- _Goal_
Replace "distant crowd" with "far-off crowd" in the stretch from "Where can you spot the distant crowd?" through "[[44, 101]]", and write out only those lines with nothing else changed.

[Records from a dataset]
━━━━━━
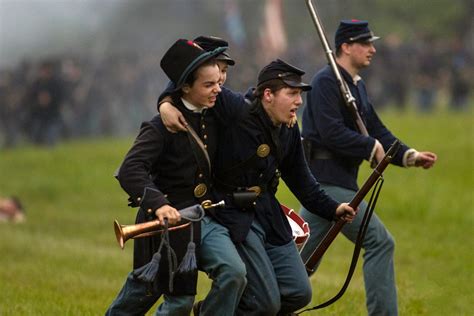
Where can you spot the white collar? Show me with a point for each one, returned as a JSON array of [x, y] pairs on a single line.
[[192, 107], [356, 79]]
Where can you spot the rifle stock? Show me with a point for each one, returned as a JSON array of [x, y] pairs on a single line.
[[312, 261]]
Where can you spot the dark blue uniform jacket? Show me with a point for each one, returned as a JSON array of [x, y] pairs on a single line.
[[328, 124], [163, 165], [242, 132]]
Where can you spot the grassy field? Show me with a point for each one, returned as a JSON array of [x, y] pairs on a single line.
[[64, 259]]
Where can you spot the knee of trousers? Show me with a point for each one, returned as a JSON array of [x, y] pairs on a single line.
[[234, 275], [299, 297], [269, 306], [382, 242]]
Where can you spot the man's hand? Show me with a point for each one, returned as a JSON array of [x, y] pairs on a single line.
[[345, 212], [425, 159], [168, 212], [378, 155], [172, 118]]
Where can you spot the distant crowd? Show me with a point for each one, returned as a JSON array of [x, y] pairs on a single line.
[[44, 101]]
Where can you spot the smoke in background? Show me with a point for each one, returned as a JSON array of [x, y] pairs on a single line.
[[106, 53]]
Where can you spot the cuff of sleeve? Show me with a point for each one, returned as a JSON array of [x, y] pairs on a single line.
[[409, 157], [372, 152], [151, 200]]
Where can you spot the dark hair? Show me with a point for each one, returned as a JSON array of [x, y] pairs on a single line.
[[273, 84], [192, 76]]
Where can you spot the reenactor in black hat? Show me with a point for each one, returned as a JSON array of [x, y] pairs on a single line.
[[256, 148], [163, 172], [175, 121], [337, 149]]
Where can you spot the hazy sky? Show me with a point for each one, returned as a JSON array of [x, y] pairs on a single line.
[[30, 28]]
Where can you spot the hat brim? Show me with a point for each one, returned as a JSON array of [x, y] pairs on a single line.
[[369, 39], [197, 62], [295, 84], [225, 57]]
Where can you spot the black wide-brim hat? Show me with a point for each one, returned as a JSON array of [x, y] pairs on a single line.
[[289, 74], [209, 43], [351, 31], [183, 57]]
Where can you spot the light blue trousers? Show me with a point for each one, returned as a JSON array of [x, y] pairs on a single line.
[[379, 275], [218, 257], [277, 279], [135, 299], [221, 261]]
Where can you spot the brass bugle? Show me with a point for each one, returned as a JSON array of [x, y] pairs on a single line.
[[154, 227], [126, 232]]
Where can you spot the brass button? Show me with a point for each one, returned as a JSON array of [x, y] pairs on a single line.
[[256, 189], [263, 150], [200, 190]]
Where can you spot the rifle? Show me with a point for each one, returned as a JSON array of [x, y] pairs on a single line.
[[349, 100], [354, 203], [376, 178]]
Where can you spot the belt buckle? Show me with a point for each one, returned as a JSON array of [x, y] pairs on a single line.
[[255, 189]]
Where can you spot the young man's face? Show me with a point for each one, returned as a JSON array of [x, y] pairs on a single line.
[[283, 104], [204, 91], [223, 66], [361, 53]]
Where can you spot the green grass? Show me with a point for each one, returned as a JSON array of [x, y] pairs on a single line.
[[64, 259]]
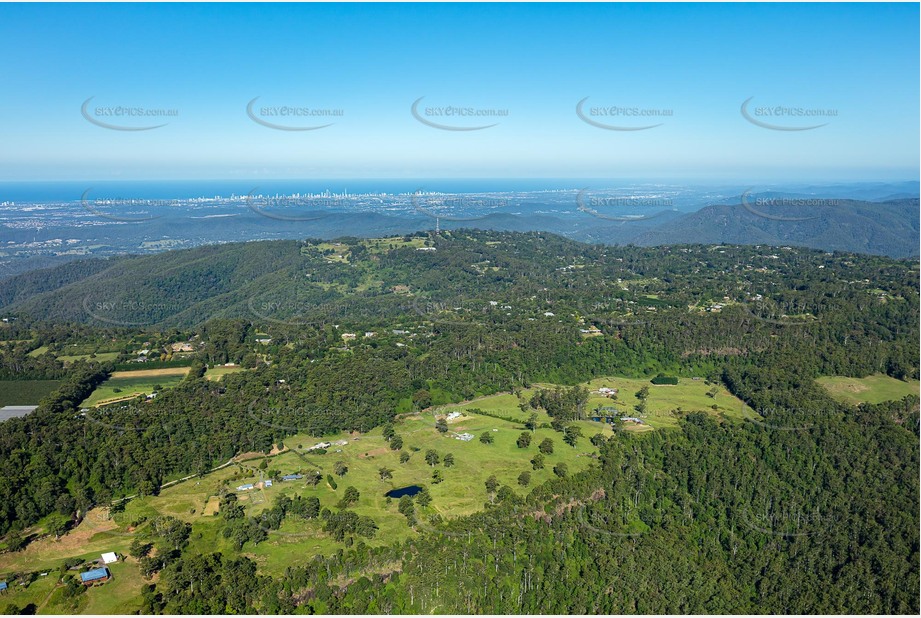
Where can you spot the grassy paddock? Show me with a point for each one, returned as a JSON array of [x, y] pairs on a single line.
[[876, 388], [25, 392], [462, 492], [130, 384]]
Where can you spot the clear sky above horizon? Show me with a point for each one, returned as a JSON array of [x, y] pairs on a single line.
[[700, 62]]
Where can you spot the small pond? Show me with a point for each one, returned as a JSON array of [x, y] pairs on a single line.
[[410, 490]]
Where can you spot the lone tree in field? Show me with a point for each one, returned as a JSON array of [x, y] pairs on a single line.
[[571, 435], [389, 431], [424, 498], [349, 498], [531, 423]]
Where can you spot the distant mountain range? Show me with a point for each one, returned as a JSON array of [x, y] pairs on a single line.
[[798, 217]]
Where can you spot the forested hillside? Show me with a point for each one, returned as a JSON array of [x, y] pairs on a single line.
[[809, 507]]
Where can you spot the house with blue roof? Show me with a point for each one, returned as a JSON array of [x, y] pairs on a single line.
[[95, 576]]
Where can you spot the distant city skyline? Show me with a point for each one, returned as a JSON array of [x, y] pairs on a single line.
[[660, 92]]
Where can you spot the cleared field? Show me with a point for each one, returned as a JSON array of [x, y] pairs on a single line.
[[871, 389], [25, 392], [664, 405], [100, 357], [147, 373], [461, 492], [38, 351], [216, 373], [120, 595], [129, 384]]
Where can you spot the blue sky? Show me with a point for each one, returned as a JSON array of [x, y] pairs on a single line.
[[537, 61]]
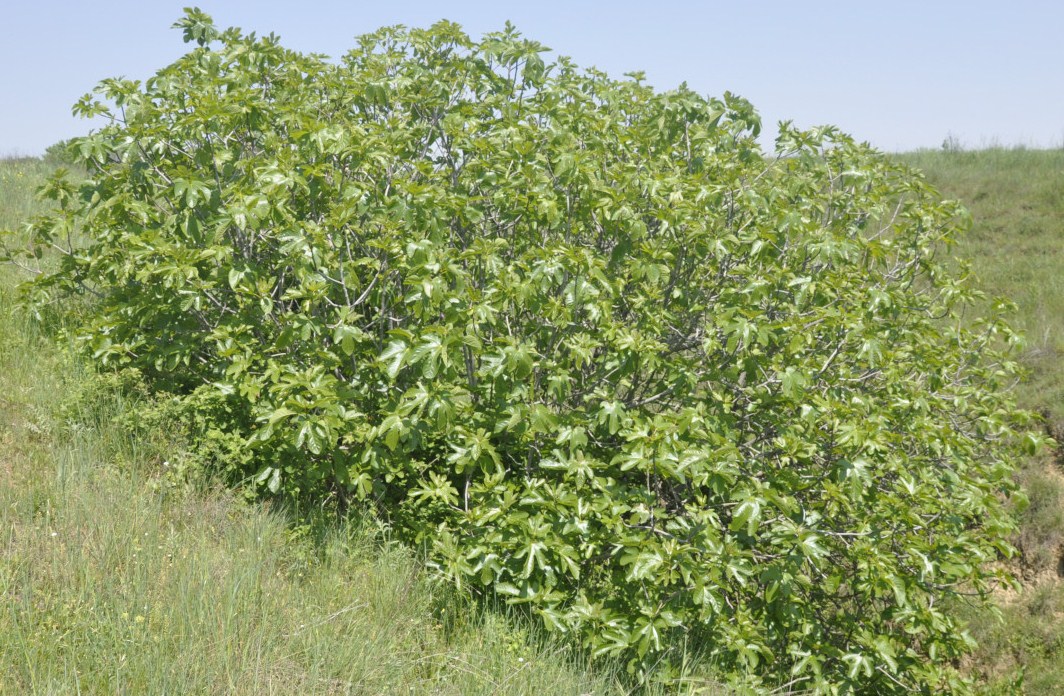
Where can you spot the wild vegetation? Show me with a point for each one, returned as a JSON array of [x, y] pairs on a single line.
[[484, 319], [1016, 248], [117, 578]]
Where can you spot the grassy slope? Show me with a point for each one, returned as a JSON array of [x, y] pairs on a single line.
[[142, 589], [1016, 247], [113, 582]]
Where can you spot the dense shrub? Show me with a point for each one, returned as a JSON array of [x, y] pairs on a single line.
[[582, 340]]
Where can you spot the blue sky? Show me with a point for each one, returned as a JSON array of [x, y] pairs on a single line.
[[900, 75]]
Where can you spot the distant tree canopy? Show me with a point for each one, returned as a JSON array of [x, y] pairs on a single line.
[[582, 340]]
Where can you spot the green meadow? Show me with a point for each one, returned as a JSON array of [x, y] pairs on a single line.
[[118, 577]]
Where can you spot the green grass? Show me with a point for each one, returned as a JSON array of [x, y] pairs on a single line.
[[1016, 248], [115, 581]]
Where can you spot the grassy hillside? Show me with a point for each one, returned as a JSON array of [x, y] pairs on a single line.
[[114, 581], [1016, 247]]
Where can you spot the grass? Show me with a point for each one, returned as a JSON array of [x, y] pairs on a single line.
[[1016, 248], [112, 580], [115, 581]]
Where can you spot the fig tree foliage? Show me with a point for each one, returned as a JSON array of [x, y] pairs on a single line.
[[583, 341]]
━━━━━━
- _Task response_
Where can you spot the far-off crowd? Show me with a point for each one, returned as a JSON array of [x, y] pairs on a single line.
[[44, 101]]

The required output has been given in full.